[Start of RECORDS FOR PROCESSING]

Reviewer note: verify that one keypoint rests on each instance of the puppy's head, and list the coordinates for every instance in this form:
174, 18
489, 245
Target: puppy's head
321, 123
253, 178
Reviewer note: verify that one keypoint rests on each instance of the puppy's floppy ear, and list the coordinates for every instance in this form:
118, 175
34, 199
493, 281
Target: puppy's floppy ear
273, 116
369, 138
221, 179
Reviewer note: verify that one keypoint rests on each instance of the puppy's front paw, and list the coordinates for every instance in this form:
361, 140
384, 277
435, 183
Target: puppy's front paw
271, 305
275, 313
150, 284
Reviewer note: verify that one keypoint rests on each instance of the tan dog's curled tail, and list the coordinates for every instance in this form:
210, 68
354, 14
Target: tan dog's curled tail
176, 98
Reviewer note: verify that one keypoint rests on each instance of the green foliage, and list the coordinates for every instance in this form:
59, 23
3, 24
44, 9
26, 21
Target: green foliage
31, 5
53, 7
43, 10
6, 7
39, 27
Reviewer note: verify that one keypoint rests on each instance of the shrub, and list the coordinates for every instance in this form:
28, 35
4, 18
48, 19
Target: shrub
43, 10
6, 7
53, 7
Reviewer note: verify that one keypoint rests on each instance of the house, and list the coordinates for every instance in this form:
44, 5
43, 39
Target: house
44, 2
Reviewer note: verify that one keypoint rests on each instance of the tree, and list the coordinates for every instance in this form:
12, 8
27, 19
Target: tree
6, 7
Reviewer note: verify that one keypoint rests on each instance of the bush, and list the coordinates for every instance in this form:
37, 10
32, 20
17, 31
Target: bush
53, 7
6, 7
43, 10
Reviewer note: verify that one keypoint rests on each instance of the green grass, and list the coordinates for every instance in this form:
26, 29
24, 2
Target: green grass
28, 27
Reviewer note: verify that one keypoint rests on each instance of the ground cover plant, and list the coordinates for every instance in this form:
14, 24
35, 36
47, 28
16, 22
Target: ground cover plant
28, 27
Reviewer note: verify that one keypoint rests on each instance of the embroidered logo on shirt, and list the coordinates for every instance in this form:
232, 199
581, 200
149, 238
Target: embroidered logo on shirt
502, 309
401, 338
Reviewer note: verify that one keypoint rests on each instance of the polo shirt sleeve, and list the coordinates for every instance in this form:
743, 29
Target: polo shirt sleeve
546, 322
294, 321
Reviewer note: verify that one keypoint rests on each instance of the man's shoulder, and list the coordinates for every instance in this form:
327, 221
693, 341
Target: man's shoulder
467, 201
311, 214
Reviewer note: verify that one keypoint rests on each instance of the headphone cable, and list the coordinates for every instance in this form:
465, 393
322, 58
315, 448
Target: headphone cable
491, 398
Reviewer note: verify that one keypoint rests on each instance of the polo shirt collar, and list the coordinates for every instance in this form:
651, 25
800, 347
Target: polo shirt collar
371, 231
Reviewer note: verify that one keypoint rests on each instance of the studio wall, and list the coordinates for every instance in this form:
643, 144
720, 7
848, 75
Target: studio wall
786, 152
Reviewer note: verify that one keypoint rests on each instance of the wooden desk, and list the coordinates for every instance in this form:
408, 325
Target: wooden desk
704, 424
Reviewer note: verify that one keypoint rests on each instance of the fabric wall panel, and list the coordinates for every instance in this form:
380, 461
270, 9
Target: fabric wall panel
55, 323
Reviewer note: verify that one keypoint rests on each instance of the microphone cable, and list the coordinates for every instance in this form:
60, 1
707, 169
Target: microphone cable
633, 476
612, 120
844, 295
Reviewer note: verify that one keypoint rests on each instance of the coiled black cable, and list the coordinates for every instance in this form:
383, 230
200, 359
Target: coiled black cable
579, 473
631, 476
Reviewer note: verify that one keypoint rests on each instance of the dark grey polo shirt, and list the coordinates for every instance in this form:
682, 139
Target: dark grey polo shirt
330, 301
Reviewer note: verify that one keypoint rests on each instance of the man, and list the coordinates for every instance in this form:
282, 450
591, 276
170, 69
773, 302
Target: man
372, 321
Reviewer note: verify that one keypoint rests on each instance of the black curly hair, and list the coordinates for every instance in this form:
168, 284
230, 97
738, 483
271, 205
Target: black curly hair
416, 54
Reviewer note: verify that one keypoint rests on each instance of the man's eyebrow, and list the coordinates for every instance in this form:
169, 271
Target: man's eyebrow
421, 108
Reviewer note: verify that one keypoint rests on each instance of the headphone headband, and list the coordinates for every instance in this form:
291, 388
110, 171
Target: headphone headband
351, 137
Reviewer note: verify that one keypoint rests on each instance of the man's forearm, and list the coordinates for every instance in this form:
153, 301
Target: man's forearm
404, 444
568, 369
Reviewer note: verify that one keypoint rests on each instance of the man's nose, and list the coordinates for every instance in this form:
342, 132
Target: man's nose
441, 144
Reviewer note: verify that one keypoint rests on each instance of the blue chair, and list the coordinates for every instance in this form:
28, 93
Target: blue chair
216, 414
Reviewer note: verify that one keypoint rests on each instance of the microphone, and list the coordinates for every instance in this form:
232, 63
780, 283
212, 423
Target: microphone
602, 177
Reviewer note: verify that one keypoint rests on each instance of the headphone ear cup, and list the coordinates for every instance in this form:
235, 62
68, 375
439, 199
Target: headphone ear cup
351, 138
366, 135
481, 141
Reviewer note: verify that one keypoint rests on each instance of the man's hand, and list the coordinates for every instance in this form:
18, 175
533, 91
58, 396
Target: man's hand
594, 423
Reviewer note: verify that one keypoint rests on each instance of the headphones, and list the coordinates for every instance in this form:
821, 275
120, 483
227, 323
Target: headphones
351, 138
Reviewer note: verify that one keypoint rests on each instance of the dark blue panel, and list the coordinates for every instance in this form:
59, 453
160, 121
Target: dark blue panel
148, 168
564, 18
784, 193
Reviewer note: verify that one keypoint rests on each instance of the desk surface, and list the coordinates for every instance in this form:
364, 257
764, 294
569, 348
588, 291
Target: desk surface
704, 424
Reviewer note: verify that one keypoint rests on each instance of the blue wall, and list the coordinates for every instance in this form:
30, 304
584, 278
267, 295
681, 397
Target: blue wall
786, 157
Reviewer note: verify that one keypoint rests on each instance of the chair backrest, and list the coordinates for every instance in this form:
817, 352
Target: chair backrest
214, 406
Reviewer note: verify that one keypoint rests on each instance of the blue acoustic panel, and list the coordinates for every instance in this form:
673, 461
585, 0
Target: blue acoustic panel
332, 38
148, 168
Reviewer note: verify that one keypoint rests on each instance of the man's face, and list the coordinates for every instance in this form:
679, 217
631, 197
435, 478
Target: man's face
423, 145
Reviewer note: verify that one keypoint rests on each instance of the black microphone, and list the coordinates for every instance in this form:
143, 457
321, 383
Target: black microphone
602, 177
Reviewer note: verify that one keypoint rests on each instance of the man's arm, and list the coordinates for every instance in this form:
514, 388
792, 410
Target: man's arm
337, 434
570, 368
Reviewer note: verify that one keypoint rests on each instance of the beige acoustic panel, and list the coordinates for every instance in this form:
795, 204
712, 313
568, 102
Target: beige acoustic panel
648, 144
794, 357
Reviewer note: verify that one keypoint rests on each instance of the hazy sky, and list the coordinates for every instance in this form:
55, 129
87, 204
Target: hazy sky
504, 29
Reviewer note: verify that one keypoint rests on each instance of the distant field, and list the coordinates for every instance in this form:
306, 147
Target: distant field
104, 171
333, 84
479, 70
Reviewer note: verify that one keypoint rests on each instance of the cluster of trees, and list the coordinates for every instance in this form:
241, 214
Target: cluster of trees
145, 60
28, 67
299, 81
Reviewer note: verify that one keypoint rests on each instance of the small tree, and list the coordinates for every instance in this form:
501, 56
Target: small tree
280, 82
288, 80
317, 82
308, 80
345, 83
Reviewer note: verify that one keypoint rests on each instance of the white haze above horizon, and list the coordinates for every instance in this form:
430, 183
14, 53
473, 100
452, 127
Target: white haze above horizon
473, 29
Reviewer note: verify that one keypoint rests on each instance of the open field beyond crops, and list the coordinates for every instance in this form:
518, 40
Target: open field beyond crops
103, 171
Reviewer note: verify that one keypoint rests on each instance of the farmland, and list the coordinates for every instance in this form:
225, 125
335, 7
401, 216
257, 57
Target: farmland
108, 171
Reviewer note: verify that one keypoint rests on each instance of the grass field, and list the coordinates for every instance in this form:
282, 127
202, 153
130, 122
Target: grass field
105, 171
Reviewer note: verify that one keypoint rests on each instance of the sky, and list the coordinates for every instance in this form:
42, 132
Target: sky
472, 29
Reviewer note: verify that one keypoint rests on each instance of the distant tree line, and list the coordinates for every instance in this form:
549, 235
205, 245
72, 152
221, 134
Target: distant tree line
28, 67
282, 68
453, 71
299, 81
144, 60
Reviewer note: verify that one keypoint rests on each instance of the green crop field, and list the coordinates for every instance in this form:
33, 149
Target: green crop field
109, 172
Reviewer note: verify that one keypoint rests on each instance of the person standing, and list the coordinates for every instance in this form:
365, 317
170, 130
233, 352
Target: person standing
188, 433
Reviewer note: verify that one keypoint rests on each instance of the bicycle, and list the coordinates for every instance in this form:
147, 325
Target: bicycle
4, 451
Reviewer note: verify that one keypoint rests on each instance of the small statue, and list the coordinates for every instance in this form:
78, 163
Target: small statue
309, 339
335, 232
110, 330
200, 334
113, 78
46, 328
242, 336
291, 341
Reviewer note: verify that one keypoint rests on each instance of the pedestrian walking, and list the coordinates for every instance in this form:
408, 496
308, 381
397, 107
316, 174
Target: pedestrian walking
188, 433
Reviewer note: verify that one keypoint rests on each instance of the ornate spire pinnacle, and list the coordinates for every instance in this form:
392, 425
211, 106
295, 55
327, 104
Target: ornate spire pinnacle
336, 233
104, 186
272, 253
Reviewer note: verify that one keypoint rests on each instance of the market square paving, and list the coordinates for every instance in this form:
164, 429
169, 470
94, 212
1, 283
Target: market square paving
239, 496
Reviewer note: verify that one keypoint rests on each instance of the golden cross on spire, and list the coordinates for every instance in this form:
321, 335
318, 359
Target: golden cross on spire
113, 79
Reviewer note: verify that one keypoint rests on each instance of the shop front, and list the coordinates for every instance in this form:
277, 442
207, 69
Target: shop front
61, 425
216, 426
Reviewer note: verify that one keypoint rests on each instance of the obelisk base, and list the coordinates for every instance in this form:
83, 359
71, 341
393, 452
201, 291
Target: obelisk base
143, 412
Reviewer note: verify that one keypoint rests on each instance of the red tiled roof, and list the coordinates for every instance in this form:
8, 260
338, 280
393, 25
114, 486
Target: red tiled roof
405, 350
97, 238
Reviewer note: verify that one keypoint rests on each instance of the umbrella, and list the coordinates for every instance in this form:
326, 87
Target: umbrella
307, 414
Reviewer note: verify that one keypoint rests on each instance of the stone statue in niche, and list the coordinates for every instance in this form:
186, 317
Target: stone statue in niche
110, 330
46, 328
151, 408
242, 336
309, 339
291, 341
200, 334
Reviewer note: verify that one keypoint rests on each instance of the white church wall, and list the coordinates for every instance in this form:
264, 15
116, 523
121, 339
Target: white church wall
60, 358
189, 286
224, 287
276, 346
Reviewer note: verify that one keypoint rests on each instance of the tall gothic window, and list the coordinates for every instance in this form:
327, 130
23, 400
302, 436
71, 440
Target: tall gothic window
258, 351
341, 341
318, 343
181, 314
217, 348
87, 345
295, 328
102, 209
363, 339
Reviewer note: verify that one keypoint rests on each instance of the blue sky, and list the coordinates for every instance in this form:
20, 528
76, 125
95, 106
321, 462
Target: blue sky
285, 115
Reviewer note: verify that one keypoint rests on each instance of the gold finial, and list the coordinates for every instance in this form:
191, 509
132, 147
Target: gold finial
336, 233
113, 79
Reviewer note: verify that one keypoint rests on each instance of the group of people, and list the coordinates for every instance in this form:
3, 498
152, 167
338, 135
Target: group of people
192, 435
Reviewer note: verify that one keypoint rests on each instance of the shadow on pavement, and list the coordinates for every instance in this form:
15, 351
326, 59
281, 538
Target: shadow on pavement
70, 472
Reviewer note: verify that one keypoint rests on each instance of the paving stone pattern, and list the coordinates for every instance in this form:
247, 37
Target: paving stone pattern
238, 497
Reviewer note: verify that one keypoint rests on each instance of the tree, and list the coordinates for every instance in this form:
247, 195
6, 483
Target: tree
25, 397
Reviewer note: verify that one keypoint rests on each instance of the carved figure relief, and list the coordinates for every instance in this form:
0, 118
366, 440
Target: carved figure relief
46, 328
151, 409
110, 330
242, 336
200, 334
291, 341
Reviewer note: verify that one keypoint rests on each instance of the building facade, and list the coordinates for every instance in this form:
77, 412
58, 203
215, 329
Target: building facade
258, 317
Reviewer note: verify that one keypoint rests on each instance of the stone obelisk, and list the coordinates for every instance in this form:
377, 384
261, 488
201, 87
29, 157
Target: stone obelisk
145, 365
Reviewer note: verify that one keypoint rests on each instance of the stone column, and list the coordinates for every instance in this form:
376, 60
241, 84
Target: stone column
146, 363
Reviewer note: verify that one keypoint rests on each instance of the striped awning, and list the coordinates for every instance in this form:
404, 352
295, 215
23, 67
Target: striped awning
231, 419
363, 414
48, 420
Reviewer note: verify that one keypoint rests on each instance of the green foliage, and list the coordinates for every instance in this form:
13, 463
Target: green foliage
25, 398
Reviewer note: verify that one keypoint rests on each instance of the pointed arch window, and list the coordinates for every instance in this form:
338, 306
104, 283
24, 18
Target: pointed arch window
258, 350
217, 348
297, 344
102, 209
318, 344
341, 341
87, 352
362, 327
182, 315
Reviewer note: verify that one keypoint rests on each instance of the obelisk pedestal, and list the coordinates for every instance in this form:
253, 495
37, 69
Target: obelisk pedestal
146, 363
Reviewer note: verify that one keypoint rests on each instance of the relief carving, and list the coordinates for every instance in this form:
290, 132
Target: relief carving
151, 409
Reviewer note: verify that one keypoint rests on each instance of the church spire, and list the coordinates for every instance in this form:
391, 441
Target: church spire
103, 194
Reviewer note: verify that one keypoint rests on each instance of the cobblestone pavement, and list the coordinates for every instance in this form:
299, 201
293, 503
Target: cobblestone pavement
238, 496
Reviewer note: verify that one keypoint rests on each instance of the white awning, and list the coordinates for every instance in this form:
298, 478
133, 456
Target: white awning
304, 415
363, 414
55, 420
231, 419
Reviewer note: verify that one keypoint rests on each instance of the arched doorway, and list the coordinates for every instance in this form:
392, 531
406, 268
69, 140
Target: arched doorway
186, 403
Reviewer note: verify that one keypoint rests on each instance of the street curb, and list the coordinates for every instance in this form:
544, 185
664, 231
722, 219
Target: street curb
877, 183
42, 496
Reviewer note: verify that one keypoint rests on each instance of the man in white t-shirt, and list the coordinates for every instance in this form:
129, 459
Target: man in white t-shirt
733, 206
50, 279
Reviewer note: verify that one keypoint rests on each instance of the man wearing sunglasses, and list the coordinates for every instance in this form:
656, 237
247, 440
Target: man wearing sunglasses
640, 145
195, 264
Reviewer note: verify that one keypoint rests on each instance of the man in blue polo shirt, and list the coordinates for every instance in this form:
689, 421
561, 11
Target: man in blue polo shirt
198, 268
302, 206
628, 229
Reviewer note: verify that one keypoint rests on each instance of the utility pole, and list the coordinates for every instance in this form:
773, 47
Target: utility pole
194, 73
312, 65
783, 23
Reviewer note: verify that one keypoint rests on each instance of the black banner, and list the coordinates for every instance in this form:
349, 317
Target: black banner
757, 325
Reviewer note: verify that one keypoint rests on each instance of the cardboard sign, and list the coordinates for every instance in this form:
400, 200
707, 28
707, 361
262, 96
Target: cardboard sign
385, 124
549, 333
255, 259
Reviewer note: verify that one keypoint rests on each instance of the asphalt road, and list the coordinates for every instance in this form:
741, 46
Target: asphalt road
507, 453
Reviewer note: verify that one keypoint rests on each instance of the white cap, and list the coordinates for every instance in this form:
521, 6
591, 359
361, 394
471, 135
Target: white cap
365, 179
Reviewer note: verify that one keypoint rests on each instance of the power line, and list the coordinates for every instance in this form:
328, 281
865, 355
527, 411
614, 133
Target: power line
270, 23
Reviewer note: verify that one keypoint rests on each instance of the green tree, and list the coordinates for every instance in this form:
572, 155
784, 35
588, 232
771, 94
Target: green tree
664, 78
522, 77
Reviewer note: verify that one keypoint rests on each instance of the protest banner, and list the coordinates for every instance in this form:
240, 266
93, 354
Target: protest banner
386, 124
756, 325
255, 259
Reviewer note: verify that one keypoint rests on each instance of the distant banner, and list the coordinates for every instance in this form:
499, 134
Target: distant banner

[End of RECORDS FOR PROCESSING]

STATED TASK: The lines to reproduce run from the line containing "the man in blue" to the end of the listing; write them out exactly and add nothing.

THE ANSWER:
Reviewer note: verify that one keypoint rests on each instance of the man in blue polo shirt, and list the coordinates for every instance in this form:
689, 421
561, 11
Target: man in blue polo shirt
198, 268
302, 206
628, 229
Reviewer note: verify that one keypoint rests on each instance of the utility pole, and list the coordinates for every instance in this form:
773, 47
Target: utility pole
194, 73
312, 65
783, 23
Reviewer note: verify that one keypoint rests on each instance of the black banner, and list the coordinates for every instance in this form:
349, 317
Target: black banner
757, 325
Reviewer note: verify that one keypoint rests on each instance of the cardboard sign, and list the coordinates for every instance in this form:
400, 200
707, 28
707, 361
262, 96
Target: cardboard sign
385, 124
549, 333
255, 259
Reviewer note: verify that one keypoint rests on each instance of the asphalt road, and list the coordinates for every instance in this form:
741, 46
Target: asphalt road
507, 453
Reviewer note: verify that one keypoint rests on each instance of the white cap, and list the coordinates for every instance in this form:
521, 6
591, 359
361, 394
471, 135
Target: white cap
365, 179
Reviewer note: verify that one keypoint rests on each instance of the power line, and list the coordinates for every instance in this form:
328, 281
865, 355
527, 411
614, 133
Target: power line
270, 23
Reviewer note: verify that one keypoint rests on each instance of the green tree, and list the coordinates for every instance in this form:
572, 155
784, 35
588, 232
771, 94
Target: green tree
664, 78
522, 77
Reviewer note: verify that one keypoint rests on each instance of the protest banner, and list the coordinates for every instance in this form:
240, 266
93, 354
Target: protest banner
386, 124
756, 325
255, 259
Reviewer note: verify that one keypoint rests on each instance of the distant banner, and list the coordinates for every instance in this form:
499, 134
Target: distant banner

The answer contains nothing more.